Your task is to extract the lines from the one holding "Intersection-audit request. Target: decorative" through the end of the material. Set them down exactly and add nothing.
---------------
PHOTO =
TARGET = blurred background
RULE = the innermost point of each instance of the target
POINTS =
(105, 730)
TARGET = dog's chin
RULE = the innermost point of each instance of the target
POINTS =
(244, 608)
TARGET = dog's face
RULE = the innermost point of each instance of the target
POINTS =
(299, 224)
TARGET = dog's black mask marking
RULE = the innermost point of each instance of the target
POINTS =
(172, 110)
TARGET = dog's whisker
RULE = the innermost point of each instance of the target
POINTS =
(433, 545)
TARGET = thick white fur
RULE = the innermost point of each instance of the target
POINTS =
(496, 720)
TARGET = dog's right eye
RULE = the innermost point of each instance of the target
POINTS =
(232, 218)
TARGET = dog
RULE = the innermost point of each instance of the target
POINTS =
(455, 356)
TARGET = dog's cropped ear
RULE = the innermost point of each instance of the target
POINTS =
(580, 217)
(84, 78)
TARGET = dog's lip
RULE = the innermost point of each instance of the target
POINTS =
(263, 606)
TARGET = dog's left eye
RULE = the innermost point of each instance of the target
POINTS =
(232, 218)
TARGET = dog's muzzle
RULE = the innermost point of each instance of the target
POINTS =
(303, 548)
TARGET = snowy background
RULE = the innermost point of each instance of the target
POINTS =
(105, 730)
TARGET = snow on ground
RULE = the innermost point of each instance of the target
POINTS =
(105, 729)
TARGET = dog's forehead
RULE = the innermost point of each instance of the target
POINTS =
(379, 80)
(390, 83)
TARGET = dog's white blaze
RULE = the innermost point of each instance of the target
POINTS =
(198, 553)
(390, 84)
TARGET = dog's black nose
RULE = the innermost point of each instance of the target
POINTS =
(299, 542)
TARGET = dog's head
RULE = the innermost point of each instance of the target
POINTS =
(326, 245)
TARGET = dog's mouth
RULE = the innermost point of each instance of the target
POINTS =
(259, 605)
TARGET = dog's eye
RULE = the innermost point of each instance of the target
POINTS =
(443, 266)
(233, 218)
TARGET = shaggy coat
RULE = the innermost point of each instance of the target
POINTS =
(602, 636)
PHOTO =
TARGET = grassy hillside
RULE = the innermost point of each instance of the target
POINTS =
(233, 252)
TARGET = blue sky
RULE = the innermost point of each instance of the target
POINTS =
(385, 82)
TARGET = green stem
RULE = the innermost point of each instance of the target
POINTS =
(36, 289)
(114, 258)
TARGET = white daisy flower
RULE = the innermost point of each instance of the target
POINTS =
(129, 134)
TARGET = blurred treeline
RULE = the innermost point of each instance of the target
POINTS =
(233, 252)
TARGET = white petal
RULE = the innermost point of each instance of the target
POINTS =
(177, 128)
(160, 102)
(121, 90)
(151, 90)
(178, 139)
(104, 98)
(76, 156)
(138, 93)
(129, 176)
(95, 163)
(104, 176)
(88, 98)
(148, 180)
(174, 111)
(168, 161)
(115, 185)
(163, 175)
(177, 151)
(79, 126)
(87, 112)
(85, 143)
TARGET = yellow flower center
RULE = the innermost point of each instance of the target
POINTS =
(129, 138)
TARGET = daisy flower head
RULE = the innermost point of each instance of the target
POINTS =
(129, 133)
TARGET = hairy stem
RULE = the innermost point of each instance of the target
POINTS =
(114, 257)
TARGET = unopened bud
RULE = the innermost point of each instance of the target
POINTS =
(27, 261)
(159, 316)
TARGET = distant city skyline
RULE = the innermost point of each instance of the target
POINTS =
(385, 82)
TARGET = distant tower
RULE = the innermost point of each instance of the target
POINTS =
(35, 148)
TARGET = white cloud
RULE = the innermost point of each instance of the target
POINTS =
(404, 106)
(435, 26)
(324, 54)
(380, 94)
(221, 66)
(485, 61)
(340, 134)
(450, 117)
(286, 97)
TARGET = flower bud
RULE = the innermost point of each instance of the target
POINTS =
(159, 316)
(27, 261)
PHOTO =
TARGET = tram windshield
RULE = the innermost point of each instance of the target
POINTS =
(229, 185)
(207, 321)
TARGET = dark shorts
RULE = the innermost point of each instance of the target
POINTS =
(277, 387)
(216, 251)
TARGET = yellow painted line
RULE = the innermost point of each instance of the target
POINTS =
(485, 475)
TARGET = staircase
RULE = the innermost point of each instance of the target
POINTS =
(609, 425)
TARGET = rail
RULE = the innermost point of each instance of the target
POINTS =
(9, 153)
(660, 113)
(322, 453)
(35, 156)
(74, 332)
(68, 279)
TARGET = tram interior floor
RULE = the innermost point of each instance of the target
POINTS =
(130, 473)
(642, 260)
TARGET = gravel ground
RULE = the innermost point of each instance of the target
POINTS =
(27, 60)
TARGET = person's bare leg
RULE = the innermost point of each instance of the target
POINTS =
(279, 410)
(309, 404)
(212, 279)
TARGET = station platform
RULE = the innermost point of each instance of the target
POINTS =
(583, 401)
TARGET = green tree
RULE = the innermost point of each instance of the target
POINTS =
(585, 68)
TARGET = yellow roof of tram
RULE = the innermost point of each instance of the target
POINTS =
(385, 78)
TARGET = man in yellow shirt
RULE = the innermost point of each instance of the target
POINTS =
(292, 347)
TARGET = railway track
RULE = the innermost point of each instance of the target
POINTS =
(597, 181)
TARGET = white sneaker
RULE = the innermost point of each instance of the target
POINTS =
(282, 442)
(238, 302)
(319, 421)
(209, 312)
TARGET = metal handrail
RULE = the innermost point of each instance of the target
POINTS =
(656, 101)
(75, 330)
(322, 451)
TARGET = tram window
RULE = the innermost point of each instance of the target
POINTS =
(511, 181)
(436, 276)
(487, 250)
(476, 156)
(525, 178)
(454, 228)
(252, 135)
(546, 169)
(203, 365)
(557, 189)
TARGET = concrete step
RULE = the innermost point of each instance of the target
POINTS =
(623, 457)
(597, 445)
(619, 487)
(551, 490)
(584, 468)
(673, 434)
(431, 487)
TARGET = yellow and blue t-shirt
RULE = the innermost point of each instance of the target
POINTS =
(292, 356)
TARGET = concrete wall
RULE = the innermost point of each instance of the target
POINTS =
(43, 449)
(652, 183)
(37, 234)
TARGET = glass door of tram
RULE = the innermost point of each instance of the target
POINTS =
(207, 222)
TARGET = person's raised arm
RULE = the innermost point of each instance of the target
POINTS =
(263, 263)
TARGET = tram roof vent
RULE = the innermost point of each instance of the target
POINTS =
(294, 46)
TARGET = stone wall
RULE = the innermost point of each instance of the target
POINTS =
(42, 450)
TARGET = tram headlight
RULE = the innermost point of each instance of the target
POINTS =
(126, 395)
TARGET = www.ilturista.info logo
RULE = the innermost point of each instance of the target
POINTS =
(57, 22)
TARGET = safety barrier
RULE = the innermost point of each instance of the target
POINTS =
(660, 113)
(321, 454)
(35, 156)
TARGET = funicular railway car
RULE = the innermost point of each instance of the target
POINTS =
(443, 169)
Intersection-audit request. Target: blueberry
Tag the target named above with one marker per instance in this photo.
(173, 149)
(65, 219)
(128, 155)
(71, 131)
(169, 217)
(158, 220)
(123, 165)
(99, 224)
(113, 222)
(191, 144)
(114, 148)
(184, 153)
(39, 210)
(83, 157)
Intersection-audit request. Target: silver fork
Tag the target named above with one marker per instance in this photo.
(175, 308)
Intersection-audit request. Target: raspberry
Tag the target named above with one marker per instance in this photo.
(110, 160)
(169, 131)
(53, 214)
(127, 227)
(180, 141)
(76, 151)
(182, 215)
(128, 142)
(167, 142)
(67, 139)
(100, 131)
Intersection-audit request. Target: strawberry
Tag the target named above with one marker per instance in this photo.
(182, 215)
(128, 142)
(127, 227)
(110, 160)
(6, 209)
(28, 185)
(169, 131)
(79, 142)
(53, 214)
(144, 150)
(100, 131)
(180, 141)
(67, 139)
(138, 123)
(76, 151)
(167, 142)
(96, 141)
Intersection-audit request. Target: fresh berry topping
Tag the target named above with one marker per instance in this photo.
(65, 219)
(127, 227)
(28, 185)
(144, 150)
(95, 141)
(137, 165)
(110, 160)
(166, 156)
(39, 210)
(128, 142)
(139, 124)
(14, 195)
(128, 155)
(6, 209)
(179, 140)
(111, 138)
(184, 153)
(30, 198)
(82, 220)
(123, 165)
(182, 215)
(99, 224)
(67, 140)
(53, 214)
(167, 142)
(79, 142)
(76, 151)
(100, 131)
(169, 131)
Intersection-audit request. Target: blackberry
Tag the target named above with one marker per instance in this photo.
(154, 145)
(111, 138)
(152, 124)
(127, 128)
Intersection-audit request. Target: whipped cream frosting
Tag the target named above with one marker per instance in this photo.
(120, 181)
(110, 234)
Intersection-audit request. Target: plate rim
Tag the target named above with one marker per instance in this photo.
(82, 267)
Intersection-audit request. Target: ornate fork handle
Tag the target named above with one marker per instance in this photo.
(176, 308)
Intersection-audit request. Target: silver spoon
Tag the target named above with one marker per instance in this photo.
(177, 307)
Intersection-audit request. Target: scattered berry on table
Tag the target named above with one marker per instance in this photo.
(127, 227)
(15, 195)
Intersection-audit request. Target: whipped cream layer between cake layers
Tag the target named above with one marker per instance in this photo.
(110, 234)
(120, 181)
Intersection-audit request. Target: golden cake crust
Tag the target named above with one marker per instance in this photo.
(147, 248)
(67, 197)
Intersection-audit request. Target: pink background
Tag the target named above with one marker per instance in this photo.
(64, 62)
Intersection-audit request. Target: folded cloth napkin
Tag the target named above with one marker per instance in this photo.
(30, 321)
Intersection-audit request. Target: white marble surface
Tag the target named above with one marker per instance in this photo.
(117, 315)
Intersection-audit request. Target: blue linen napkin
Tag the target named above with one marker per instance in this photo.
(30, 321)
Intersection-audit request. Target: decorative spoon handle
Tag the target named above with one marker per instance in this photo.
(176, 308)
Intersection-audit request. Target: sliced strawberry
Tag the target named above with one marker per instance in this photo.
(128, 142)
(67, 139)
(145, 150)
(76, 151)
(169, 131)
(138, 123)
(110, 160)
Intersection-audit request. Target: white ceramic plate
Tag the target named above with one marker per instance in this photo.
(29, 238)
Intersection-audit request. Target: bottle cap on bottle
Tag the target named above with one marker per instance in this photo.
---------------
▸ WRITTEN RESPONSE
Intersection-audit request. Target: decorative spoon handle
Tag the target named above with one marker per instance in this photo.
(176, 308)
Intersection-audit request. Target: sliced strawberry
Tag the target named above with one marker per instance in this photo.
(128, 142)
(67, 139)
(145, 150)
(76, 151)
(169, 131)
(138, 123)
(110, 160)
Intersection-audit request. Target: white ceramic plate
Tag the target named above with one marker per instance in this photo.
(29, 238)
Intersection-audit request. Target: bottle cap on bottle
Tag the target named above with one marker per instance in this photo.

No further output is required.